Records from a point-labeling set
**********
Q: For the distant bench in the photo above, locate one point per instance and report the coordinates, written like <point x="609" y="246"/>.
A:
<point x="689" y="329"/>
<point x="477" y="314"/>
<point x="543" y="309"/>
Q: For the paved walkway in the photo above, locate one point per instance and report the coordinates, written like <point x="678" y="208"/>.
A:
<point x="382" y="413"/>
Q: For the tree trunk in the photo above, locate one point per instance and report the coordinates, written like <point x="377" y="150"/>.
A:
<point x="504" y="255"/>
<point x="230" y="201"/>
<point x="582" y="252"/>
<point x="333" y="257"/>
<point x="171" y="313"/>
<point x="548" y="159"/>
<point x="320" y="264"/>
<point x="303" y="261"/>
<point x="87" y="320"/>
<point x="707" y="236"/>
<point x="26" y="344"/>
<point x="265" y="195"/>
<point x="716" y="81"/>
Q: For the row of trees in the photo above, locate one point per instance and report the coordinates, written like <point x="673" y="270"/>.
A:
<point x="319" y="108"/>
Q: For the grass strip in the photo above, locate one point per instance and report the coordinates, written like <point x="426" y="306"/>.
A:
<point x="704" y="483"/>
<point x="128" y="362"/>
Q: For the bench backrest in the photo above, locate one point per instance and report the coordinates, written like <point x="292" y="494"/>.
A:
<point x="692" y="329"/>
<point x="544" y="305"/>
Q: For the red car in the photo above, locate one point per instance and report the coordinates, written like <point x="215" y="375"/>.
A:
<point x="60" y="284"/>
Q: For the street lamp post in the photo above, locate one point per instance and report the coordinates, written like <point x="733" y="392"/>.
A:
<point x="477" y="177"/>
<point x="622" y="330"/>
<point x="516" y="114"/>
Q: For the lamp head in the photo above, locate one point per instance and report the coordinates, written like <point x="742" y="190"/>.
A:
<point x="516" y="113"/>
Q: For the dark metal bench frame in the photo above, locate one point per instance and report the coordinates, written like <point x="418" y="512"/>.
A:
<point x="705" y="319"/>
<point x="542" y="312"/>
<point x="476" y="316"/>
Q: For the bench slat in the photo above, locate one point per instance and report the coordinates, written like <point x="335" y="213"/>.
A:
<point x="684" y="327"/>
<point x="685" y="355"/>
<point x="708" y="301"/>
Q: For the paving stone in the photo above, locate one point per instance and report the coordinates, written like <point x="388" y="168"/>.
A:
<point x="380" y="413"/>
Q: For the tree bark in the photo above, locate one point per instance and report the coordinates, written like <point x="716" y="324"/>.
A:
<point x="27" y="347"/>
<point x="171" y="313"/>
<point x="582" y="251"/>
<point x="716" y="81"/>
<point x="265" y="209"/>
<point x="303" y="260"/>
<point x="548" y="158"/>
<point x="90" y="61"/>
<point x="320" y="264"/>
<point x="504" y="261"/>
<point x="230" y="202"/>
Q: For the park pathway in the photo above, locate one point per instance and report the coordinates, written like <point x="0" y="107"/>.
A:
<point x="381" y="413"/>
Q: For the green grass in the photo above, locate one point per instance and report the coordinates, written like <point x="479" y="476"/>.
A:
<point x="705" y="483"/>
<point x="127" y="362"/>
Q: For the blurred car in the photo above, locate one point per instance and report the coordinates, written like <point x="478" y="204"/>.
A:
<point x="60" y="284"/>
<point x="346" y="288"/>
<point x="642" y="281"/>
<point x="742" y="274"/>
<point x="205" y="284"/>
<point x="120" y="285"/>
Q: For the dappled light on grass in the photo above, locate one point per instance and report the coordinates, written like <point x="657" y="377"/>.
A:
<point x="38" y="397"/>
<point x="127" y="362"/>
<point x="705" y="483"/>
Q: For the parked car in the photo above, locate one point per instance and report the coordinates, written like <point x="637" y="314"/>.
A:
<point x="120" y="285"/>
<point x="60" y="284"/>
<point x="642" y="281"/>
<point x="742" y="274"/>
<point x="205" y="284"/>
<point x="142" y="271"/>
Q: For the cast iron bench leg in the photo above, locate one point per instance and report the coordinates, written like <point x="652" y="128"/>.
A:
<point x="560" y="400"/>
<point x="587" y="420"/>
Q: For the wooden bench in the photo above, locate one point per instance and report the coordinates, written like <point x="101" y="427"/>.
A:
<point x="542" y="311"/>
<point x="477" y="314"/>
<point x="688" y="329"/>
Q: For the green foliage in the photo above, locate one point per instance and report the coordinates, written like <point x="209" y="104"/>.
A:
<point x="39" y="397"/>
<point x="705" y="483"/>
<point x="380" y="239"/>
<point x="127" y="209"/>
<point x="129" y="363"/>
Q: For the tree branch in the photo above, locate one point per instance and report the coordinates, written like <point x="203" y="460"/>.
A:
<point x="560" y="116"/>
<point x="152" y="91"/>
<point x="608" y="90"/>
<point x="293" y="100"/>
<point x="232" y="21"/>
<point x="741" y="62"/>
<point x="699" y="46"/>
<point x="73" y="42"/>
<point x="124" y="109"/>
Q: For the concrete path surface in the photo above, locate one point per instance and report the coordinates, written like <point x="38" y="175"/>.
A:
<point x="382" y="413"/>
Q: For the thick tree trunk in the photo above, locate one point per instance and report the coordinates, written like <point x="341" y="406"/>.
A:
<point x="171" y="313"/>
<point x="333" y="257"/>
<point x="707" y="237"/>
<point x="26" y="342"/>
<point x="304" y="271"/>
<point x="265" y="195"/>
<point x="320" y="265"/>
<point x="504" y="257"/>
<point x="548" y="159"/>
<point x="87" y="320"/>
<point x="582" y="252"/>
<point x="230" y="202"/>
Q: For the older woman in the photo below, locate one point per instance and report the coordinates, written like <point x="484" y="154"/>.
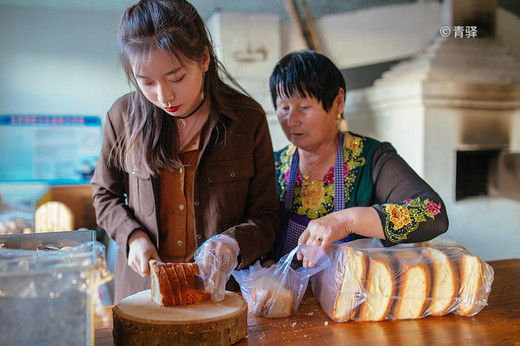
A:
<point x="336" y="185"/>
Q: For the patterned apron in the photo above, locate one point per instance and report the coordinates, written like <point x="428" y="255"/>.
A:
<point x="293" y="224"/>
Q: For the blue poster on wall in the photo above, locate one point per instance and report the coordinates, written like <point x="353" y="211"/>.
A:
<point x="55" y="149"/>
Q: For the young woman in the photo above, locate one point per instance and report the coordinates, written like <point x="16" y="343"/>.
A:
<point x="186" y="161"/>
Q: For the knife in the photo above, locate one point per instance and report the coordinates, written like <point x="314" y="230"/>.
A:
<point x="199" y="281"/>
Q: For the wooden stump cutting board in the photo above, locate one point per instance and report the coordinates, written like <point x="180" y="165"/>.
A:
<point x="140" y="321"/>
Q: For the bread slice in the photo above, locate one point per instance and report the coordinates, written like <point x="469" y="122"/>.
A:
<point x="270" y="298"/>
<point x="173" y="284"/>
<point x="352" y="275"/>
<point x="472" y="294"/>
<point x="381" y="287"/>
<point x="445" y="283"/>
<point x="413" y="282"/>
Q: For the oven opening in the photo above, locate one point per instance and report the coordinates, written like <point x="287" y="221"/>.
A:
<point x="476" y="173"/>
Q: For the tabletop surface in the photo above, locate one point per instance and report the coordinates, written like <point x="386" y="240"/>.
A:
<point x="498" y="323"/>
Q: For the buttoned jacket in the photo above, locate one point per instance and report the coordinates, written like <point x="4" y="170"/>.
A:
<point x="234" y="190"/>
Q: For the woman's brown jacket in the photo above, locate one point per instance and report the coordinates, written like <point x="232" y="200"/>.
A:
<point x="234" y="190"/>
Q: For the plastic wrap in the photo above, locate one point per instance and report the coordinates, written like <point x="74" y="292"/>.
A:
<point x="278" y="290"/>
<point x="217" y="258"/>
<point x="50" y="297"/>
<point x="368" y="282"/>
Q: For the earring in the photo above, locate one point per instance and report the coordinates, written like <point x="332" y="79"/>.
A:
<point x="202" y="87"/>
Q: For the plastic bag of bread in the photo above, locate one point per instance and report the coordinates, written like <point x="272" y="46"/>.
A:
<point x="368" y="282"/>
<point x="277" y="291"/>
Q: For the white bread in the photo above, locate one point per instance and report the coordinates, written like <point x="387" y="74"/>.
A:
<point x="173" y="284"/>
<point x="352" y="275"/>
<point x="413" y="282"/>
<point x="473" y="293"/>
<point x="270" y="298"/>
<point x="53" y="217"/>
<point x="445" y="283"/>
<point x="380" y="288"/>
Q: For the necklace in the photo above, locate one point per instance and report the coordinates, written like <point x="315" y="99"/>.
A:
<point x="305" y="172"/>
<point x="181" y="122"/>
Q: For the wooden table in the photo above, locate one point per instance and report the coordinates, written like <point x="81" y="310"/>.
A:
<point x="498" y="323"/>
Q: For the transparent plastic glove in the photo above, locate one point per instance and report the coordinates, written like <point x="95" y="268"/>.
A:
<point x="217" y="258"/>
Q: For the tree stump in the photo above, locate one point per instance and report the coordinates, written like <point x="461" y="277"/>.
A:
<point x="140" y="321"/>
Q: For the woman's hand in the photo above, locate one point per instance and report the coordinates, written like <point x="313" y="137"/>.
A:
<point x="217" y="258"/>
<point x="338" y="225"/>
<point x="323" y="232"/>
<point x="141" y="250"/>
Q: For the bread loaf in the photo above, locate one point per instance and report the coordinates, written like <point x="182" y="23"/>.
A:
<point x="381" y="287"/>
<point x="271" y="299"/>
<point x="369" y="283"/>
<point x="444" y="281"/>
<point x="173" y="284"/>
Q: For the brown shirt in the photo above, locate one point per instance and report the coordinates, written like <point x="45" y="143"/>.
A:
<point x="234" y="189"/>
<point x="177" y="231"/>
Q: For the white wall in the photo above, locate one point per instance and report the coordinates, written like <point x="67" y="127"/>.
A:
<point x="58" y="62"/>
<point x="507" y="29"/>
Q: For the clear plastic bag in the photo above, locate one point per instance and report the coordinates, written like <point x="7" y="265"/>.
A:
<point x="368" y="282"/>
<point x="278" y="290"/>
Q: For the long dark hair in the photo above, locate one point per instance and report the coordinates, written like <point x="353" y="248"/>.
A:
<point x="306" y="73"/>
<point x="150" y="142"/>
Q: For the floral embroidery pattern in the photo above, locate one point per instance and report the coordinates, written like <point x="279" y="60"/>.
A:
<point x="405" y="218"/>
<point x="316" y="198"/>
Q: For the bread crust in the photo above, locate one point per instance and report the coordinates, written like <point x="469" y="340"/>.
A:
<point x="381" y="287"/>
<point x="352" y="275"/>
<point x="445" y="283"/>
<point x="414" y="285"/>
<point x="173" y="284"/>
<point x="472" y="285"/>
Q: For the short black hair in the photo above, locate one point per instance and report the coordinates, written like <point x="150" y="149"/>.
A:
<point x="306" y="73"/>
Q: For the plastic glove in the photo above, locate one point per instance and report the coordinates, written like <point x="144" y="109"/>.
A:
<point x="217" y="258"/>
<point x="140" y="251"/>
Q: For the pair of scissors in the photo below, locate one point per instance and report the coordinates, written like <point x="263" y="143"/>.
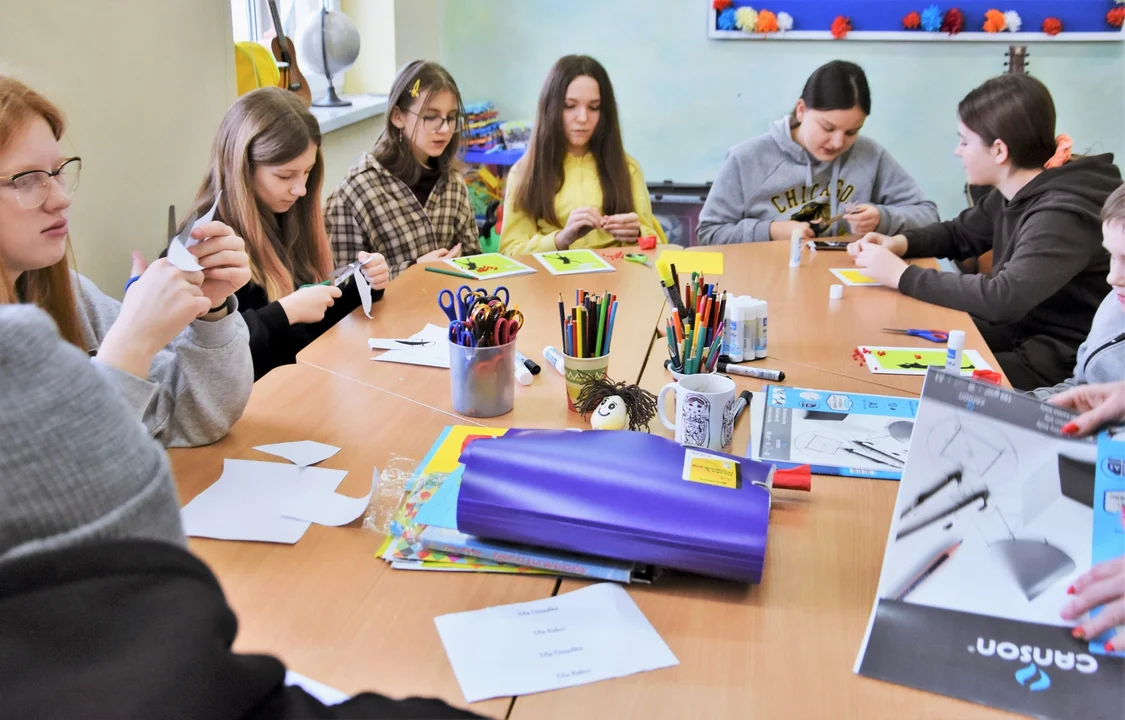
**********
● **Exercise prompt**
Gather every line in the records above that contains the string "hair", matching case exactly.

● **Expected answer**
Q: For the long dark hair in the photo above, locate one point per instance and report the coordinates, written like <point x="353" y="248"/>.
Q: For the short black hair in the photo above, locate one point per instance and report the coordinates, written like <point x="150" y="149"/>.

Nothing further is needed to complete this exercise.